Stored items
━━━

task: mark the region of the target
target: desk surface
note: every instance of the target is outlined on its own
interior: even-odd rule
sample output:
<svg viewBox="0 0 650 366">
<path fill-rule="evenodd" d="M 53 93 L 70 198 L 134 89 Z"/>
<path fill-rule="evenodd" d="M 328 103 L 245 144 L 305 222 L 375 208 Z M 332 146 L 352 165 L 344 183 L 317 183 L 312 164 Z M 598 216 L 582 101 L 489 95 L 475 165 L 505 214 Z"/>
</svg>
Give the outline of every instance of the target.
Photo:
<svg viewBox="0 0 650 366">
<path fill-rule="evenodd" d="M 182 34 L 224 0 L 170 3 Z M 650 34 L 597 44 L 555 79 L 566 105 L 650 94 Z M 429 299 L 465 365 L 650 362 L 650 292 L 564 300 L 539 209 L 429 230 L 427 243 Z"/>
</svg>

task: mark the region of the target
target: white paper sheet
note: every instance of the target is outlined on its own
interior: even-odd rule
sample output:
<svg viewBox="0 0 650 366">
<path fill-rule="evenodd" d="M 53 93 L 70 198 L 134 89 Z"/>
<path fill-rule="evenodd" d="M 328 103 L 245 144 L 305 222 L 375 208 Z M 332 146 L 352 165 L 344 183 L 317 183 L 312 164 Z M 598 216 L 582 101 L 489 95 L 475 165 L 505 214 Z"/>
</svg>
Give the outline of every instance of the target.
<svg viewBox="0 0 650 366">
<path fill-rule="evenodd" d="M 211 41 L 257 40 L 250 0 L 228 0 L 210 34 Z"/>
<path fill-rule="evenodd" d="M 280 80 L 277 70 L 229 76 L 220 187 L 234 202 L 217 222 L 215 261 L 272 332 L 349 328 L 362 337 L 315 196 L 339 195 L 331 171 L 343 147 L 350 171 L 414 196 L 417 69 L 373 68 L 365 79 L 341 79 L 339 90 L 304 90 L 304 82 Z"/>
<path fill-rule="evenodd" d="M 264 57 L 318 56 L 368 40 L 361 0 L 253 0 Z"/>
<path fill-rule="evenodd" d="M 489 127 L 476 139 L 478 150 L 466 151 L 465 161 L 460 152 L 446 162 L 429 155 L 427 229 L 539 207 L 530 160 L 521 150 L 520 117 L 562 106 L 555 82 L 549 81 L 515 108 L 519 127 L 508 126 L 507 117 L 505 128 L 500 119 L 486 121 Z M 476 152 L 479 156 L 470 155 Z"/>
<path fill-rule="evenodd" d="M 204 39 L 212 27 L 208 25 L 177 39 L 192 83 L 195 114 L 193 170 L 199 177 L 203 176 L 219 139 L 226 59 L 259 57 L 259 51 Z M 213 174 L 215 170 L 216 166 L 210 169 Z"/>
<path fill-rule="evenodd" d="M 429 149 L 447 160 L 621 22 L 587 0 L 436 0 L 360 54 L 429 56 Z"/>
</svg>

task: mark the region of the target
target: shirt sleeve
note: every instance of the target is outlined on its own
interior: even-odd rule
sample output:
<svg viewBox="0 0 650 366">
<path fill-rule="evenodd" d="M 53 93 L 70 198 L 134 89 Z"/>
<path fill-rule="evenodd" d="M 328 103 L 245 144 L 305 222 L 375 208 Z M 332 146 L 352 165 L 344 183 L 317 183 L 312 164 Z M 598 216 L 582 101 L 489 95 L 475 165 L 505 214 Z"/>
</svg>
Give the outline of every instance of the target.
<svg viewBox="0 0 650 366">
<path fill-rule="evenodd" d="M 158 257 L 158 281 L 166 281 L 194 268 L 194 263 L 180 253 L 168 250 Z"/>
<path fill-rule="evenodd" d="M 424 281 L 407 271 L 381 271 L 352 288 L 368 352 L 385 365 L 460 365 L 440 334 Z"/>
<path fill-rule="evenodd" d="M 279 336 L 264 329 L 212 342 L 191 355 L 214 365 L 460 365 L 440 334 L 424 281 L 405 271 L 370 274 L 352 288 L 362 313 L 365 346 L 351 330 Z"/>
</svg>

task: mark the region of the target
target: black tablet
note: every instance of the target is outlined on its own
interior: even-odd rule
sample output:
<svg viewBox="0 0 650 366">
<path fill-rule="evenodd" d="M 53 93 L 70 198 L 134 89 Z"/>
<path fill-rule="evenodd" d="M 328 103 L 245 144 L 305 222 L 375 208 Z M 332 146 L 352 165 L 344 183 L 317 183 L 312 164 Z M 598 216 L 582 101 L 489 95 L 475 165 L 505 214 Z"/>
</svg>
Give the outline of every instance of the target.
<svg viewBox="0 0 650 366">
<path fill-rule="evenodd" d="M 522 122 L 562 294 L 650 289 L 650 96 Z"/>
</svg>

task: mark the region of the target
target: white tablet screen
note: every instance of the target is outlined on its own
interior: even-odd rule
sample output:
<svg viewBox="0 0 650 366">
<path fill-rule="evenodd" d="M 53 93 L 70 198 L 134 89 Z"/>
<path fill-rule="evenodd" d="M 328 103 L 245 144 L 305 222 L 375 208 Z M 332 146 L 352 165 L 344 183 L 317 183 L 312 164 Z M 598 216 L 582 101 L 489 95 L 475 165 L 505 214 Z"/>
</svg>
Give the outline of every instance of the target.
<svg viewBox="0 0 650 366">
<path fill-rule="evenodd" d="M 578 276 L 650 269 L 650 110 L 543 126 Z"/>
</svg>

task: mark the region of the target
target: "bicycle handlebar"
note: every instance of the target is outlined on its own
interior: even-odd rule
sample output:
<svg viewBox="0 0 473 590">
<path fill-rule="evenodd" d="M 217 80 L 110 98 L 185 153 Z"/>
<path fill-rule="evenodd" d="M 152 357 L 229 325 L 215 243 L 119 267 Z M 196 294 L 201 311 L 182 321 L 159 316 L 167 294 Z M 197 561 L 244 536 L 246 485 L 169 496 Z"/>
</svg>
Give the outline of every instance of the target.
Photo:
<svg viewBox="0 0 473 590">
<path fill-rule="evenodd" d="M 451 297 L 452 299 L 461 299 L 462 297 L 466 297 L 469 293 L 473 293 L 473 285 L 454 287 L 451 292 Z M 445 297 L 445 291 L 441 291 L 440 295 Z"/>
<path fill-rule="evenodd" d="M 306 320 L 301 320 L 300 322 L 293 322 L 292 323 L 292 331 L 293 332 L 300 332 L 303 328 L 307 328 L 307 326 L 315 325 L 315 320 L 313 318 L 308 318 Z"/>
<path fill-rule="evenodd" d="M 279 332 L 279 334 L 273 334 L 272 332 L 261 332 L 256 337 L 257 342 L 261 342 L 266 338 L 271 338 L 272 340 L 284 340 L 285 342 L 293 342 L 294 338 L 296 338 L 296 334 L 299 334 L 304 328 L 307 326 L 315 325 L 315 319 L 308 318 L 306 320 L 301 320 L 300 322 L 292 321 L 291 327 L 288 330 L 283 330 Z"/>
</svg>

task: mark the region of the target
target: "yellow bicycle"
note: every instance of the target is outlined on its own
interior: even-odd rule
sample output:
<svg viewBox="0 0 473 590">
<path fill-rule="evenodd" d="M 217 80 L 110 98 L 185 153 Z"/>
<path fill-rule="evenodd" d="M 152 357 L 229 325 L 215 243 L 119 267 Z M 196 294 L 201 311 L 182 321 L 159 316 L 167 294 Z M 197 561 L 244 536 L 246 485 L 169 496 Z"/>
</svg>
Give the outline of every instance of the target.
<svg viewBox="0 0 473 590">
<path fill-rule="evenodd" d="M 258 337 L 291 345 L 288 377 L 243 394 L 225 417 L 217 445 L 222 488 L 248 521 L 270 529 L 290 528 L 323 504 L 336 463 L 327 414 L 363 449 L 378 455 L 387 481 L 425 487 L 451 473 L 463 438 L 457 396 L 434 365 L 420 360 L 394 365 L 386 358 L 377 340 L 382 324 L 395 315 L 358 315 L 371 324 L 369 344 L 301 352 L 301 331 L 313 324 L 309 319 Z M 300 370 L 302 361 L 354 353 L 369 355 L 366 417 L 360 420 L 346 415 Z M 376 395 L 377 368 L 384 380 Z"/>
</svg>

━━━

→ **What this task involves**
Every line of the records that includes the word "bicycle" should be gathered.

→ **Written solution**
target: "bicycle handlebar"
target: "yellow bicycle"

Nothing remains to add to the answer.